From the entries that follow, copy exactly the lines beginning at the line holding "Category: dining table" and continuing through the line holding "pixel 87 101".
══════════════════════════════
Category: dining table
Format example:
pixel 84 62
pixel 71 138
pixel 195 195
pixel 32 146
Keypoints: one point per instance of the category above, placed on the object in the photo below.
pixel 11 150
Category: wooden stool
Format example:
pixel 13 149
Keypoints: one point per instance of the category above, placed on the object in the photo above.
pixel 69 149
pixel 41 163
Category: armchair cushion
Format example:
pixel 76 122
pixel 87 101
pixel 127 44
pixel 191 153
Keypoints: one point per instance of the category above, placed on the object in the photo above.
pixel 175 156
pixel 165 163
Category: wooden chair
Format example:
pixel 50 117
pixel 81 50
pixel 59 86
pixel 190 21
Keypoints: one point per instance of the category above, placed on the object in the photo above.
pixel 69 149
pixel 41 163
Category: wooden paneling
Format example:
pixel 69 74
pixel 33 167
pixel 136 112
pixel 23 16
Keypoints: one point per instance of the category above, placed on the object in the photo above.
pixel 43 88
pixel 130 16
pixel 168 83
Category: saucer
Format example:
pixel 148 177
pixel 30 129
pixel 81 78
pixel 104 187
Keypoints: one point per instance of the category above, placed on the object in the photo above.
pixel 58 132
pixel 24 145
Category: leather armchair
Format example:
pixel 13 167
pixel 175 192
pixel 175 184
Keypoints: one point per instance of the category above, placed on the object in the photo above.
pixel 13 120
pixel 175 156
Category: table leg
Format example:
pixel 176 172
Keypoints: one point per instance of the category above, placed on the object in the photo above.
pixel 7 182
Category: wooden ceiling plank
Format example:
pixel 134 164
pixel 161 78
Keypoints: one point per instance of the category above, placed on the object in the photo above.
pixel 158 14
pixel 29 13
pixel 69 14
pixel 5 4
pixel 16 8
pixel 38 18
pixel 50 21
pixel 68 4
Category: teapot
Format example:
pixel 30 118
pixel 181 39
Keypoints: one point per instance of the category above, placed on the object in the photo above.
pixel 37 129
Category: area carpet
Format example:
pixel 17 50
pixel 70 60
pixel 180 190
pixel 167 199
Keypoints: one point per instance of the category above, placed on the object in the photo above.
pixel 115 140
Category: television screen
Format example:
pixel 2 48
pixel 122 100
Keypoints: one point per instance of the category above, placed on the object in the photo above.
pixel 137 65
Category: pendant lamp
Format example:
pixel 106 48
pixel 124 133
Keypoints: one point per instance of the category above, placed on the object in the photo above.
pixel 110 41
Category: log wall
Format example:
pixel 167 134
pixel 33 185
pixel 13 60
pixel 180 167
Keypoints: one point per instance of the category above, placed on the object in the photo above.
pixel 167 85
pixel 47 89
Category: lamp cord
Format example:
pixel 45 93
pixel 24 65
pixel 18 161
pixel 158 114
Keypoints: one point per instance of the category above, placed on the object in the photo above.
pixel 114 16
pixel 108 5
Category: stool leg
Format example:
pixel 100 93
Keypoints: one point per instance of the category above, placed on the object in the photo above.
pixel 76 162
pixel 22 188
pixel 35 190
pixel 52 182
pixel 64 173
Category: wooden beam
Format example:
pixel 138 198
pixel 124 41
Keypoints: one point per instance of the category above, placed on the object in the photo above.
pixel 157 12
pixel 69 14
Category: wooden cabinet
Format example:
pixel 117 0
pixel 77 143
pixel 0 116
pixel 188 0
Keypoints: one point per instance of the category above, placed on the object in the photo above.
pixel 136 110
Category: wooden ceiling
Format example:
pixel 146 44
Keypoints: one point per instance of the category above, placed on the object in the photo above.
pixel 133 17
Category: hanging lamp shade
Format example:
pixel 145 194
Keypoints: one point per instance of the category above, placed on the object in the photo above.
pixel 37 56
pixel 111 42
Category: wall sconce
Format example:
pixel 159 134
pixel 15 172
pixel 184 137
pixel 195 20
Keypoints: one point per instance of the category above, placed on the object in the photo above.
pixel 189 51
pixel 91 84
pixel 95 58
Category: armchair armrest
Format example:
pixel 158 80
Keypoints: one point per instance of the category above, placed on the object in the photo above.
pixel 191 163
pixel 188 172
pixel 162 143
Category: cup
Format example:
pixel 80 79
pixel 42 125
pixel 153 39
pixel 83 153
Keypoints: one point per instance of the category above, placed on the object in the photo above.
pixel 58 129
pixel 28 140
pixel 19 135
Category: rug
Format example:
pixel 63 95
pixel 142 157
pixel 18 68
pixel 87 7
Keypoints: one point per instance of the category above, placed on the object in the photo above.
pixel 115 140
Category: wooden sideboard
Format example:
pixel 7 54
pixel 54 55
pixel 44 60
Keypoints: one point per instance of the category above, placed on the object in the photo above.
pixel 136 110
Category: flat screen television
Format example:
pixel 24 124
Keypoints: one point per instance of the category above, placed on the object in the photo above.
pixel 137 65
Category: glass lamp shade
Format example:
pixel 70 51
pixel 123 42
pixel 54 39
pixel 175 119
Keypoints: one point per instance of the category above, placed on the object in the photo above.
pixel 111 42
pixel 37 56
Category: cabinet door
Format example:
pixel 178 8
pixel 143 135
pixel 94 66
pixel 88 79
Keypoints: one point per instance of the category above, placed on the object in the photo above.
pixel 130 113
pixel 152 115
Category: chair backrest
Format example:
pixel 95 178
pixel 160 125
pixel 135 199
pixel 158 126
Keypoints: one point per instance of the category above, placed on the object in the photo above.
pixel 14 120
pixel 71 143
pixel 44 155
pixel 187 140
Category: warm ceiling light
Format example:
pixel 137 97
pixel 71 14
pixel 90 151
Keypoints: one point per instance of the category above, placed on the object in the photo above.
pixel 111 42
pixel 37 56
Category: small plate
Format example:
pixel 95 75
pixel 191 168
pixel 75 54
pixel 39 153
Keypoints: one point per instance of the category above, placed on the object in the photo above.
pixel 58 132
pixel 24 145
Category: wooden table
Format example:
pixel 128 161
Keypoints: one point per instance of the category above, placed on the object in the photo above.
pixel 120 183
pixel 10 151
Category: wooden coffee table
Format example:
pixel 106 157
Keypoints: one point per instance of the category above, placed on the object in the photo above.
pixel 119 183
══════════════════════════════
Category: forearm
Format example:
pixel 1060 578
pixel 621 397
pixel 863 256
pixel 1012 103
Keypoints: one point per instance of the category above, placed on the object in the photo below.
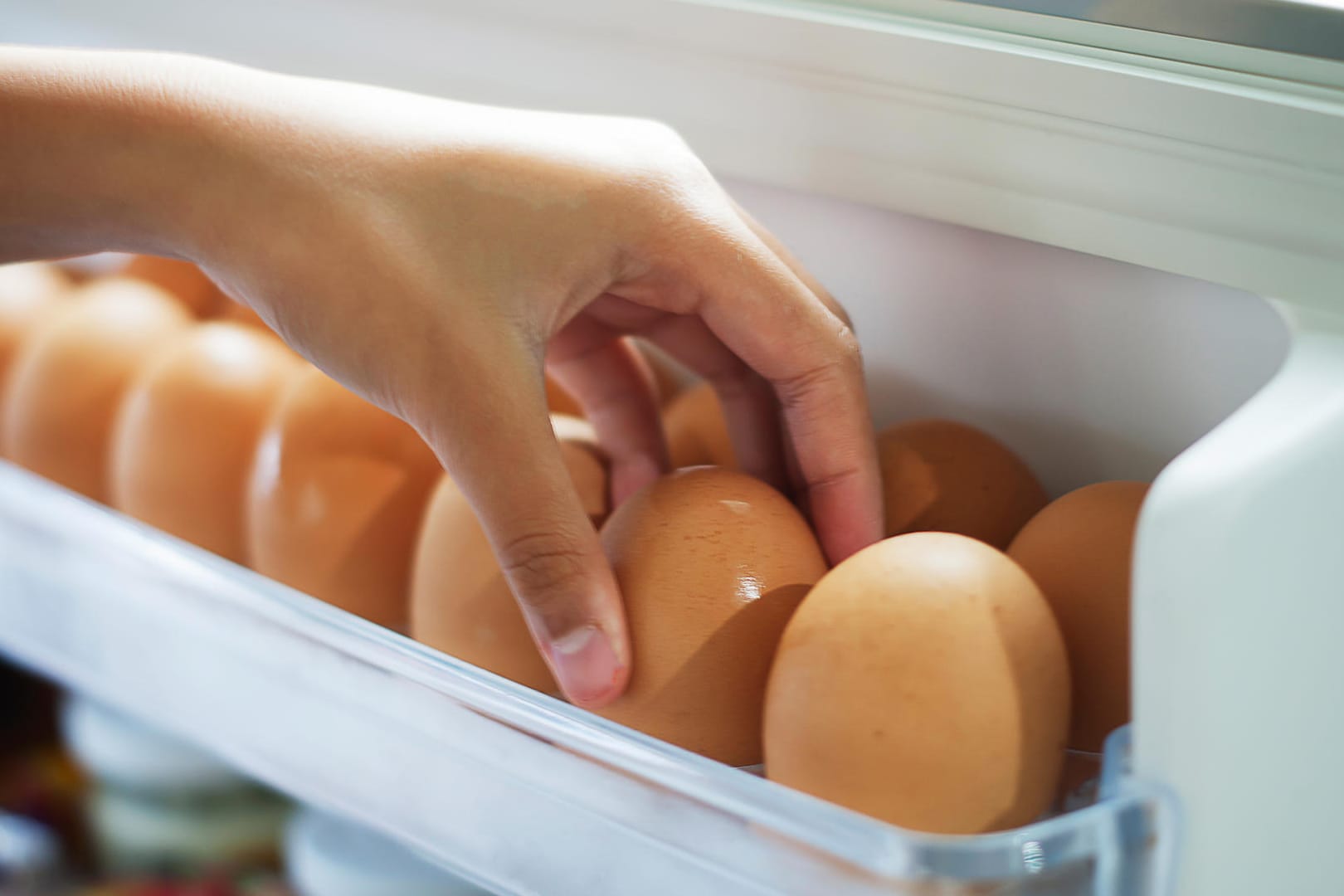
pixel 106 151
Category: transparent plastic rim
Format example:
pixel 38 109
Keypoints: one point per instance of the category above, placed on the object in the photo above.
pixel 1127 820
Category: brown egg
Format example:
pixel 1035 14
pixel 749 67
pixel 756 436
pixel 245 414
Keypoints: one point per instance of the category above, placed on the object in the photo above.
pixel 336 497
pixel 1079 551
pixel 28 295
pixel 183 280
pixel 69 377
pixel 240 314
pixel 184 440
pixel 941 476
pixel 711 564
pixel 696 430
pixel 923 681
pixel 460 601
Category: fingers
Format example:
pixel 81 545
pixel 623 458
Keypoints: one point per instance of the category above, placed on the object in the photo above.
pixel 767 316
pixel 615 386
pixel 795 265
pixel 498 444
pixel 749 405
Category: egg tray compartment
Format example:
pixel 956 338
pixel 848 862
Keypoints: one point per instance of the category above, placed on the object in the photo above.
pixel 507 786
══════════════════════════════
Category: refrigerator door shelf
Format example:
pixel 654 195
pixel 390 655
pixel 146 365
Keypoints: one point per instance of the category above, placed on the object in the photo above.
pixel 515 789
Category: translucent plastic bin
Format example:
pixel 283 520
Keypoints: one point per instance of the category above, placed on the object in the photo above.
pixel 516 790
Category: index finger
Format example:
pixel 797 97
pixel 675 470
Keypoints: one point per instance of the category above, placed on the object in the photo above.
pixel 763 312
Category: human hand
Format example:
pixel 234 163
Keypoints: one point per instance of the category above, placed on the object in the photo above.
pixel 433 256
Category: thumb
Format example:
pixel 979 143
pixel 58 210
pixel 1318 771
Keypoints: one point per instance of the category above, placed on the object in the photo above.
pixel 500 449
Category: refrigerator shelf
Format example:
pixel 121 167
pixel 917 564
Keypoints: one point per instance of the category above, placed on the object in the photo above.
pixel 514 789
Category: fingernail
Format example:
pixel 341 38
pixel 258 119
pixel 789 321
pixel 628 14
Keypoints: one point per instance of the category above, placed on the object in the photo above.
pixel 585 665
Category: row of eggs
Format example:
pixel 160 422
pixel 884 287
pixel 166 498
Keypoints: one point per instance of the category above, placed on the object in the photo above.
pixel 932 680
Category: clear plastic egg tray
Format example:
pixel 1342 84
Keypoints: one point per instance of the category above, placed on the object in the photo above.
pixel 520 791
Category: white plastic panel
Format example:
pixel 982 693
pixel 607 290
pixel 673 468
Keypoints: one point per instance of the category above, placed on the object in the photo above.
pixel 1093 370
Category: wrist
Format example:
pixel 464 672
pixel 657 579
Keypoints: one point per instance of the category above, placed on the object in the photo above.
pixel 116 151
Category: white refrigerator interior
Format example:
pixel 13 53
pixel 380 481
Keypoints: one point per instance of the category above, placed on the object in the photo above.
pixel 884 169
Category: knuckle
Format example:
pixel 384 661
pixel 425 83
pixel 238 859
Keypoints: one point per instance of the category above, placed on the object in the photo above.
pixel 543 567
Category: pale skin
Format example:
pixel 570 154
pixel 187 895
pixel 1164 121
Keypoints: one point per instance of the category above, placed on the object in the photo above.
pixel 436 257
══════════════════════════════
**Response:**
Category: dining table
Format example:
pixel 84 62
pixel 71 138
pixel 195 195
pixel 32 146
Keypoints: one point per instance of the category above, placed on the object in the photo below.
pixel 11 150
Category: wooden stool
Format example:
pixel 13 149
Keypoints: one point per instance of the category above, placed on the object in the photo above.
pixel 69 149
pixel 41 163
Category: armchair cushion
Format example:
pixel 76 122
pixel 87 101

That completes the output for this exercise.